#### [出典本文]
"""
こんにちは.デイビッドです.
今回は,「宇宙工学のおすすめ参考書・教科書」のご紹介です!!
そもそもこの分野のいわゆる教科書ってそんなに多くないので,初学者はたいへんなんですよね.実際,僕も苦労しました・・・
宇宙工学を学び始めたいと思うと他分野より情報が少ない分,数少ない本の情報を全て手に入れたいと考えるようになります.(少なくとも僕はそうです笑)
特に和書は絶対数がとっても少ないんですよね.
見たことのない教科書はないというレベルまで,簡単に行き着いてしまいます.
これからご紹介するのは,現在ばちばちに使っているものばかりです.
僕の専門である,宇宙航行の力学や制御に関するものが多くなってしまいますが,今後同じような状況に置かれた方のお役には立てるかなと思います!
それでは早速 Let’s go!
★は,扱う内容の難しさを表しています.
広く知りたい!
[★☆☆☆☆] はじめての宇宙工学
入門におすすめです.話題も豊富で,難しい話はほとんど出てきません.宇宙工学のロマンや面白さをしっかりと感じ取りながら基本的な知識を身につけられる良書です.
"""
#### [記録]
"""
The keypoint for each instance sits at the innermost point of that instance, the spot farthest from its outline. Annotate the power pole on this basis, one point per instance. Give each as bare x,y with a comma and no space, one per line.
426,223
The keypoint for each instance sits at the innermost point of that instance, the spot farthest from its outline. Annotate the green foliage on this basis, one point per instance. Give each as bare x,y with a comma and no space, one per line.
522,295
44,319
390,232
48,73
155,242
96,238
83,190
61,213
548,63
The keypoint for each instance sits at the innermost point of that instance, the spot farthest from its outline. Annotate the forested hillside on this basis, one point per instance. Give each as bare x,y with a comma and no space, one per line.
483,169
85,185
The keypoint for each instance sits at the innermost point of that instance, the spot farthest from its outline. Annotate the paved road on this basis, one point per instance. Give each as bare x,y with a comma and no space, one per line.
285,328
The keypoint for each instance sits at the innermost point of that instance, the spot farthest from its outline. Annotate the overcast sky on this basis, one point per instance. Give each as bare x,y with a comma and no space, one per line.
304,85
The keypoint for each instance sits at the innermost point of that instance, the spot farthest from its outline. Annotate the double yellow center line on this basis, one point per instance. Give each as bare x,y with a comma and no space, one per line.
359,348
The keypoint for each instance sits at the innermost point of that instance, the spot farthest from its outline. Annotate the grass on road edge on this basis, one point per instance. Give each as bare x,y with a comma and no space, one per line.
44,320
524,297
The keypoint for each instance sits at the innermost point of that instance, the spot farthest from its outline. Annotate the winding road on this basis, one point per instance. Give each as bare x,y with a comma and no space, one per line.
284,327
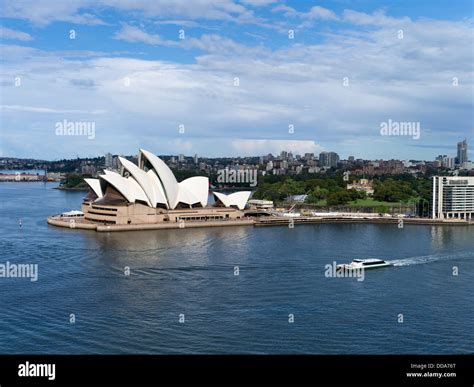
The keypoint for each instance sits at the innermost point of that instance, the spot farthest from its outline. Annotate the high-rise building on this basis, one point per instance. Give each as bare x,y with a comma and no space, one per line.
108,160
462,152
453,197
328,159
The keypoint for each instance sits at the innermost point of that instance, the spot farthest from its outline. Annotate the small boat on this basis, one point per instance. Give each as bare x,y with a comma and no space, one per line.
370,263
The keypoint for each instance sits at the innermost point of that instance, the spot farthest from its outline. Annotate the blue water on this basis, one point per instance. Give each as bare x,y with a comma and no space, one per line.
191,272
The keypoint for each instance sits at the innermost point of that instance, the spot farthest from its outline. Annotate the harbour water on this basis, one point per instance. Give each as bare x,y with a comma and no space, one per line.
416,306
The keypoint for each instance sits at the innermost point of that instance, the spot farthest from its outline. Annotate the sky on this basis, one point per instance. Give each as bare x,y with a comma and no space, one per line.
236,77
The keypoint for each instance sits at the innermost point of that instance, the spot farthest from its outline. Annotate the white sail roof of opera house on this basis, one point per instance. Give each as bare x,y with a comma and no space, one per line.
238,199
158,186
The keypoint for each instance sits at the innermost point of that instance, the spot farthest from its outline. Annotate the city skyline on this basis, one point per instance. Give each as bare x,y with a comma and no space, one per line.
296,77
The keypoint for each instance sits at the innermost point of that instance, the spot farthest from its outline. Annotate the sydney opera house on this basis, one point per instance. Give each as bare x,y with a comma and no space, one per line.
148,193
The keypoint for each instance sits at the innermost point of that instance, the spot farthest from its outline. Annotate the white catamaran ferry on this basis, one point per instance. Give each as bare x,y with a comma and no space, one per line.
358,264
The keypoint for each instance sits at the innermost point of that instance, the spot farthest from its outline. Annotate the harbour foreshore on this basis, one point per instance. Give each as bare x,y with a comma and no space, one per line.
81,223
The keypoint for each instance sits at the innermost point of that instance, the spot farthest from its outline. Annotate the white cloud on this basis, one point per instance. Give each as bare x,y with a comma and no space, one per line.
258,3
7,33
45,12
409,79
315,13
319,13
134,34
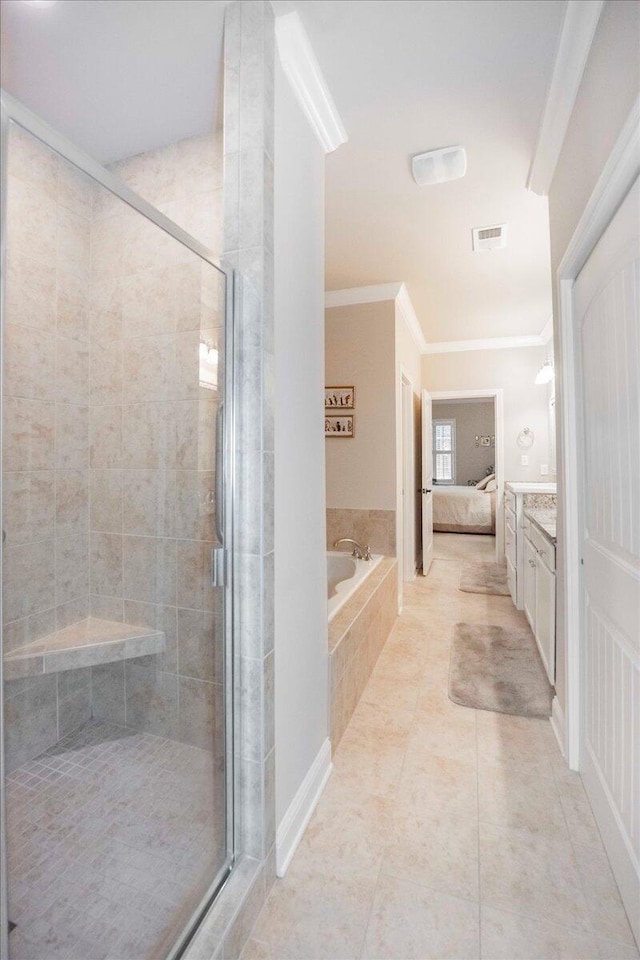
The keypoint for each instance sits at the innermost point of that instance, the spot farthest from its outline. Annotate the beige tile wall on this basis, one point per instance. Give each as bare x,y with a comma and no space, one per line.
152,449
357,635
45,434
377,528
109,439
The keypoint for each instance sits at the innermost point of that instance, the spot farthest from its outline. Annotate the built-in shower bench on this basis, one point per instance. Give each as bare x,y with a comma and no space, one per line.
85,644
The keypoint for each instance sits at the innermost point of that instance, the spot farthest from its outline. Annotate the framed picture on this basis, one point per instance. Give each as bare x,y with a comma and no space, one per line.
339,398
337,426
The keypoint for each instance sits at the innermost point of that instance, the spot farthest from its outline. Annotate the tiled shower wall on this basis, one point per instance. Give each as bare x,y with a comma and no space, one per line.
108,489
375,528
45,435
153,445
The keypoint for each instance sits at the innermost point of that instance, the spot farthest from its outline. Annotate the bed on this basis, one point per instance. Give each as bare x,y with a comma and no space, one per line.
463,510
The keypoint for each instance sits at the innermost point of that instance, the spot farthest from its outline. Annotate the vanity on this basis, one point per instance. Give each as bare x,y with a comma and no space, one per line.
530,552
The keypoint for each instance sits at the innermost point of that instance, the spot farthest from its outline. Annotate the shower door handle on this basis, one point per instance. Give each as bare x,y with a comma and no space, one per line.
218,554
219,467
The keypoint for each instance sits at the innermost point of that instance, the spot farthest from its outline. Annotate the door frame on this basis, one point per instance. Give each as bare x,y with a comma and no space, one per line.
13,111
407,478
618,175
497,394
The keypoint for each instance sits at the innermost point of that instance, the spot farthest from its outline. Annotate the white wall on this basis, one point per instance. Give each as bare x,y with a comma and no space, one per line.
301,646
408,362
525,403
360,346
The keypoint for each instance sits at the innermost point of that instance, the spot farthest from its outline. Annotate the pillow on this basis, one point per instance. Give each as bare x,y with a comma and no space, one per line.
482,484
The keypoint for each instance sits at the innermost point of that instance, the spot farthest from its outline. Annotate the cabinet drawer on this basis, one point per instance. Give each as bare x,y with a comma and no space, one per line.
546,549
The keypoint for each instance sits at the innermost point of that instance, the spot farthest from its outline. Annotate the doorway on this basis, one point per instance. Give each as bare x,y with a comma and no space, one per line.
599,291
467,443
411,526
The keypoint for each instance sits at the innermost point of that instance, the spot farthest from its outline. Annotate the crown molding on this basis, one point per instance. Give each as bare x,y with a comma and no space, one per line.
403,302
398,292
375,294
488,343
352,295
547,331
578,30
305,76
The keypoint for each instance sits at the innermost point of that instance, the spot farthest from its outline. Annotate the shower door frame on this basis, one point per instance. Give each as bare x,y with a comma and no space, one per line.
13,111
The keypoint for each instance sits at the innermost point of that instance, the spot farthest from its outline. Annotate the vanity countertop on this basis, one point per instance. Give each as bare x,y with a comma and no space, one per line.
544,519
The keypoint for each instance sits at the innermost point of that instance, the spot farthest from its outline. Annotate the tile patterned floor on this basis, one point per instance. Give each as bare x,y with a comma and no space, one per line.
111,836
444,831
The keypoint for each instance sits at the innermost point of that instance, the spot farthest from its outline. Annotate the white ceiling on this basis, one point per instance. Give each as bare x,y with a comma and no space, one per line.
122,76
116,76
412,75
"""
#### [指示]
宇宙工学の参考書を紹介する文章を、最後の文の後から書き継いでください。 記録は本文とは別の資料である。

#### [回答]
[★★☆☆☆] 宇宙システム入門ーロケット・人工衛星の運動
宇宙システムの初学者対象に書かれているものです.平易に書かれていて,包括的に知るのに絶好の本だと思います.
[★★★☆☆] 人工衛星と宇宙探査機
序盤に宇宙工学の基本的なことが書かれていて分かりやすいし,例題も多いのでおすすめです.構造の分野と軌道・姿勢の分野についてまとめられている本です.今回紹介している中では唯一,構造力学・振動工学に関する記述があります.
「宇宙システム入門」より少し専門的です.
宇宙工学の目玉:軌道と姿勢 に詳しいもの
[★★☆☆☆] 宇宙工学入門ー衛星とロケットの誘導・制御
姿勢制御について基礎的なことを学べる本です.必要な知識は制御工学の基本くらいです.難解な部分も少なめなのでおすすめ.院試勉強法の話のときにも度々出てきたやつで,東大航空の院試で姿勢系の問題に対処したい場合は本書で戦うのがおすすめです.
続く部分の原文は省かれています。